Referring expression data:
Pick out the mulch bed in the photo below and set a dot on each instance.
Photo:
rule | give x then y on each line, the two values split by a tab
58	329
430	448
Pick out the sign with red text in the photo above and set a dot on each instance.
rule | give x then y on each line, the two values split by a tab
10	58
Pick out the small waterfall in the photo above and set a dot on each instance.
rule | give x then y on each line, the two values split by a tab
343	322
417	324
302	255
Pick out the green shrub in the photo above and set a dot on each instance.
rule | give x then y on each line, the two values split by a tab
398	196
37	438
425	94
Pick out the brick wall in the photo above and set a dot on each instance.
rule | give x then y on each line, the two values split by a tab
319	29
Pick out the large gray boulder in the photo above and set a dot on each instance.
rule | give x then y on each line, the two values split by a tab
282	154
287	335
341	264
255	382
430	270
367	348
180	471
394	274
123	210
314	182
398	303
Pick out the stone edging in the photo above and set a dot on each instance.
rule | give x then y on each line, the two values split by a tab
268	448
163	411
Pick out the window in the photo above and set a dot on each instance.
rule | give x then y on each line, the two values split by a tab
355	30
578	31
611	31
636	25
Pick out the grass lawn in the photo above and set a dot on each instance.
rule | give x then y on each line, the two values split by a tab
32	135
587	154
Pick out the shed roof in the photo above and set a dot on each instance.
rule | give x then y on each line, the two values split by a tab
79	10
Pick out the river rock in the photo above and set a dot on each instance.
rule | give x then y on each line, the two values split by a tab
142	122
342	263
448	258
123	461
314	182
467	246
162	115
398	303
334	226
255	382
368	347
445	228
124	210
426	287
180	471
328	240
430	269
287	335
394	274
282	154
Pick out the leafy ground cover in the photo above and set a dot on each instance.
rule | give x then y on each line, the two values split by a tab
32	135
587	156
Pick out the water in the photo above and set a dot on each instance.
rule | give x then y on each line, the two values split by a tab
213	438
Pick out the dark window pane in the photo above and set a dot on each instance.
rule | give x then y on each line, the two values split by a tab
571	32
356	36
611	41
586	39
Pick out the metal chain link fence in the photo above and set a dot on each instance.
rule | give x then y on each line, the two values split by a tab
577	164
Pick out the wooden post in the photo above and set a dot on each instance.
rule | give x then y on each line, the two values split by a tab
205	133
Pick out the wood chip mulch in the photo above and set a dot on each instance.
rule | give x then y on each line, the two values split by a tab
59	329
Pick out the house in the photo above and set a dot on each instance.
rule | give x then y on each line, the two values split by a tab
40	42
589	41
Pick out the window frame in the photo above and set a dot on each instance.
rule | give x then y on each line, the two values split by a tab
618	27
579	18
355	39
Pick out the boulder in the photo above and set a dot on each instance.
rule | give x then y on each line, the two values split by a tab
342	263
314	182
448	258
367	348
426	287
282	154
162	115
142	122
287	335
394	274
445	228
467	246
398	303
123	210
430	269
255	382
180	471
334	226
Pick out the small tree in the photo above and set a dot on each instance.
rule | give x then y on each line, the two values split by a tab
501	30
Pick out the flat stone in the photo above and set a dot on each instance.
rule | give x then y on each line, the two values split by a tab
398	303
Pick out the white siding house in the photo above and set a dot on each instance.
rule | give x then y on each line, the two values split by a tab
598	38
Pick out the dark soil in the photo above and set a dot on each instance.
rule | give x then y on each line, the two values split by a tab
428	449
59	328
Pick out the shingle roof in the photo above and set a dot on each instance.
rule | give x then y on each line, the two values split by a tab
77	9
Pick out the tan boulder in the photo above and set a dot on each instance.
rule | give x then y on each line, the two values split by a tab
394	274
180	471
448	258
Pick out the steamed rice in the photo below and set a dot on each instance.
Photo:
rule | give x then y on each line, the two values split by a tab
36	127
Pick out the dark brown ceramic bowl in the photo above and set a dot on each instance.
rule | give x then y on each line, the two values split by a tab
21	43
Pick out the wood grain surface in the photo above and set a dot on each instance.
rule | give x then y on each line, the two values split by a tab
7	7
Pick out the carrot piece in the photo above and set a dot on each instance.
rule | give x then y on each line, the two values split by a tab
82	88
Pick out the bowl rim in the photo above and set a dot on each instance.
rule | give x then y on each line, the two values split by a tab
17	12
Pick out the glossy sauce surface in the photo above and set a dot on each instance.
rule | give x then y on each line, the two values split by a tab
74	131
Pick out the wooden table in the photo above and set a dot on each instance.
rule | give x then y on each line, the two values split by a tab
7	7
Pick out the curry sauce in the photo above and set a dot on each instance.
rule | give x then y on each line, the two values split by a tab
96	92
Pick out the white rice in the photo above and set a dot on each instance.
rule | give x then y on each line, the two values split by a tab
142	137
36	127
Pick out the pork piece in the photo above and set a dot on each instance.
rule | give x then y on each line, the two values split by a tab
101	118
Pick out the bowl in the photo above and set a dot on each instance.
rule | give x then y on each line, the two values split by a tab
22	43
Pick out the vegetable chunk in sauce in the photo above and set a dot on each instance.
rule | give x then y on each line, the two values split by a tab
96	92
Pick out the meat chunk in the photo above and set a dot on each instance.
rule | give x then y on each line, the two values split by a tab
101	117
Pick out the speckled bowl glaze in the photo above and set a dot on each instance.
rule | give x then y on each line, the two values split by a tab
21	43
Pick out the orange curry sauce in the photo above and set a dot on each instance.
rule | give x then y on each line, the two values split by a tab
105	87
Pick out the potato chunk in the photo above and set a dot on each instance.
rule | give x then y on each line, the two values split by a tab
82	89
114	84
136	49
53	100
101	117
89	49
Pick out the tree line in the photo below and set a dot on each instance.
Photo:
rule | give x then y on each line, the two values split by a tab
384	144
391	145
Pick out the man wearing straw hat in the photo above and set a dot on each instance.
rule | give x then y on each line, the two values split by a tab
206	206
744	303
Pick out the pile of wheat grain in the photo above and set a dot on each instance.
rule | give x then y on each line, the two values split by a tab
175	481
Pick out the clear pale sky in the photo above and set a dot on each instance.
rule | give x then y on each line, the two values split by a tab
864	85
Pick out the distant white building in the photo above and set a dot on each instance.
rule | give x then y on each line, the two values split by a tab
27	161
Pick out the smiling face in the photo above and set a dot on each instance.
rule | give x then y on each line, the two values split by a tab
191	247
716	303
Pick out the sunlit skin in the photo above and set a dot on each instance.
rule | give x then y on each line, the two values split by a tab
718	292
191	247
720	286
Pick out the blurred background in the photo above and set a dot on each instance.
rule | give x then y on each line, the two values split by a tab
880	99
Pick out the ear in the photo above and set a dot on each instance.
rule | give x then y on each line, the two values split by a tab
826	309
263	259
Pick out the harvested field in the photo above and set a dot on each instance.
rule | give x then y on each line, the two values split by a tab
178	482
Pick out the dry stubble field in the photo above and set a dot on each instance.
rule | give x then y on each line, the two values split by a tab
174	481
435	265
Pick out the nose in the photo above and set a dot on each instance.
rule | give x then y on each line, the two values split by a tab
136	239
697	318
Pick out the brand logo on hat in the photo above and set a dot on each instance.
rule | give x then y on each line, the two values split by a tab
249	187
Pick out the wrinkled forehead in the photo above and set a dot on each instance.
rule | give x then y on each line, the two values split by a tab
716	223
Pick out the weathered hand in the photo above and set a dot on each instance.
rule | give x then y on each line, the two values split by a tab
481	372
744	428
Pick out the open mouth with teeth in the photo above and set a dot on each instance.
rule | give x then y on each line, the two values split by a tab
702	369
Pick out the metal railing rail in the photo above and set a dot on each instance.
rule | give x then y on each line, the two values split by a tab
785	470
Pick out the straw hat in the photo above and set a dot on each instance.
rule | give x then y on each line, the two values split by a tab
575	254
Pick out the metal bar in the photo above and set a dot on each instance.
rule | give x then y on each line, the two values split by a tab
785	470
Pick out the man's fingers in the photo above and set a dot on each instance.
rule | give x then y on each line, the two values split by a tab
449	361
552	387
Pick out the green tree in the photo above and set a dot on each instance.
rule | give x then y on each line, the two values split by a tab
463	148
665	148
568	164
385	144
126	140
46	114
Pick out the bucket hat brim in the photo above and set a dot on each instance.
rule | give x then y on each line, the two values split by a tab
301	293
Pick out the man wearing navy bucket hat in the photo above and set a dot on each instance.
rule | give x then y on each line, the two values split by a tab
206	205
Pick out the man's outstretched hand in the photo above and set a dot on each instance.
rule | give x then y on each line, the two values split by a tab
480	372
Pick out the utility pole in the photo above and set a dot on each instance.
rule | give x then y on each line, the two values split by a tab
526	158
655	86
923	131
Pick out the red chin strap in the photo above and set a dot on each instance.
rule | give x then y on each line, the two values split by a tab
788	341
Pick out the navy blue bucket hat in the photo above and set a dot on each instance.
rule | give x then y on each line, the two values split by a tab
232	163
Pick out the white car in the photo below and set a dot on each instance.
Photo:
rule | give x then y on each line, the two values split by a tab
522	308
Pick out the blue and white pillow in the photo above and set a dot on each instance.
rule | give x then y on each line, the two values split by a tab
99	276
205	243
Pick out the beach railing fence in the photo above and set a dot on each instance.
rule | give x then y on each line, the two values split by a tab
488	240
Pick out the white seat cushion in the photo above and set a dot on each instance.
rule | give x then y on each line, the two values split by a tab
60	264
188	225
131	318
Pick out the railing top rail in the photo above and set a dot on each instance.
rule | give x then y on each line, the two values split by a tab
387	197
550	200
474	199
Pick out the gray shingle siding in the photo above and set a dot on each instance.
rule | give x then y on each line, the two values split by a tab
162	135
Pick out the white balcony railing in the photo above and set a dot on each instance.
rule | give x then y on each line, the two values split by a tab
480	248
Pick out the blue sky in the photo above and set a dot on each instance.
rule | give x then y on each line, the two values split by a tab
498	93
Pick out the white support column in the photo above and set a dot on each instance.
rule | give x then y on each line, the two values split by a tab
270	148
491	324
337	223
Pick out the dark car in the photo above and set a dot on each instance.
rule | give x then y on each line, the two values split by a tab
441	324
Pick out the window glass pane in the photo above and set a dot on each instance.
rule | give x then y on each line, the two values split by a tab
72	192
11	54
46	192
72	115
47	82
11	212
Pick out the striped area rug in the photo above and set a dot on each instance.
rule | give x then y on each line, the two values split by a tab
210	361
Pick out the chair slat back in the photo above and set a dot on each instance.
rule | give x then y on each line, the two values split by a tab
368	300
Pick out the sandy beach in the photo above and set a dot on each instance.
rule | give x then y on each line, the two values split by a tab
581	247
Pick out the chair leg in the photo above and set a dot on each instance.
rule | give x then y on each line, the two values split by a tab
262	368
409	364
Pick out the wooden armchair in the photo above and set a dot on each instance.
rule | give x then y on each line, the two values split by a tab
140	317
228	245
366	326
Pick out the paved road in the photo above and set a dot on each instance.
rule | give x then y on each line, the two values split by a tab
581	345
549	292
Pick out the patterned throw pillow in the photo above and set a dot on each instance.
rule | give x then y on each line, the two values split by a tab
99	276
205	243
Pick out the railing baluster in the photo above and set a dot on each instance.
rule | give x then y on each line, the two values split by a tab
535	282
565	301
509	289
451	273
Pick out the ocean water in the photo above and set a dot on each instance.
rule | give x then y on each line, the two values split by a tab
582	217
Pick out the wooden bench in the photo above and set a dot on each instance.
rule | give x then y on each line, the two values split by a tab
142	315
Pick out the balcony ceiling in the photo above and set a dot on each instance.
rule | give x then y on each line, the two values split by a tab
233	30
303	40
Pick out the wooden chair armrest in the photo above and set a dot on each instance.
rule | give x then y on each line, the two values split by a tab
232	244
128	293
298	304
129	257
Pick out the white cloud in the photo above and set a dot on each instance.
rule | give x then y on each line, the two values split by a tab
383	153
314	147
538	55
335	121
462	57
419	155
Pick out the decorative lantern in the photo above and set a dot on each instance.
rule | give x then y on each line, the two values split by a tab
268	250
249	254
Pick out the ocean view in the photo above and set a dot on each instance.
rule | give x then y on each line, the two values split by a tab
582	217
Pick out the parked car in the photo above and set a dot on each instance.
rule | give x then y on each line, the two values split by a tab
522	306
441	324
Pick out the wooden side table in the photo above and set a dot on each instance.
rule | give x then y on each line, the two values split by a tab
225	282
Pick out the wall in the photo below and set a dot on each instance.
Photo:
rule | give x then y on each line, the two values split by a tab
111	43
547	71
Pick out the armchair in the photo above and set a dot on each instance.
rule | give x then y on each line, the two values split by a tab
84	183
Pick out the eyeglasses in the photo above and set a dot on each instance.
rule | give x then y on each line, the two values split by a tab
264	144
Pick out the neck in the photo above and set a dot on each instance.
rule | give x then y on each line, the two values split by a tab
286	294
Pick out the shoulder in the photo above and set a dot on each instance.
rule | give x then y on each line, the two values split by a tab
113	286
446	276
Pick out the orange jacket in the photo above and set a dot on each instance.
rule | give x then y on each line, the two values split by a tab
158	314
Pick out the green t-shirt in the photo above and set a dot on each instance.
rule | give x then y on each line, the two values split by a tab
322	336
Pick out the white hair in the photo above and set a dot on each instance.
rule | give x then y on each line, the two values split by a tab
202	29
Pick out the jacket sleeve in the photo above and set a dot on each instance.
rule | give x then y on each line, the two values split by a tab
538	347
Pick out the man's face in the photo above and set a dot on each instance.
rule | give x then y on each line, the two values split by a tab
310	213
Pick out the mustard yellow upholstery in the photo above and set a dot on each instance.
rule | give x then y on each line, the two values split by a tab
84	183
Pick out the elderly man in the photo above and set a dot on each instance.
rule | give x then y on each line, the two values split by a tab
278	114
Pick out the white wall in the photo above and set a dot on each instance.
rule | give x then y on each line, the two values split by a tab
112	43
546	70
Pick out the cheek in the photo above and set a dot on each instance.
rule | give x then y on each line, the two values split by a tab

* DIRECTIONS FOR THIS TASK
Your response should be the lines of the entries above that include the string "bucket".

* OUTPUT OF THE EXERCISE
Pick out the bucket hat brim in the photo above and set a dot on each instance.
Pick out the man wearing navy bucket hat in the photo above and set a dot on each instance.
Pick out the navy blue bucket hat in the photo above and set a dot on each instance.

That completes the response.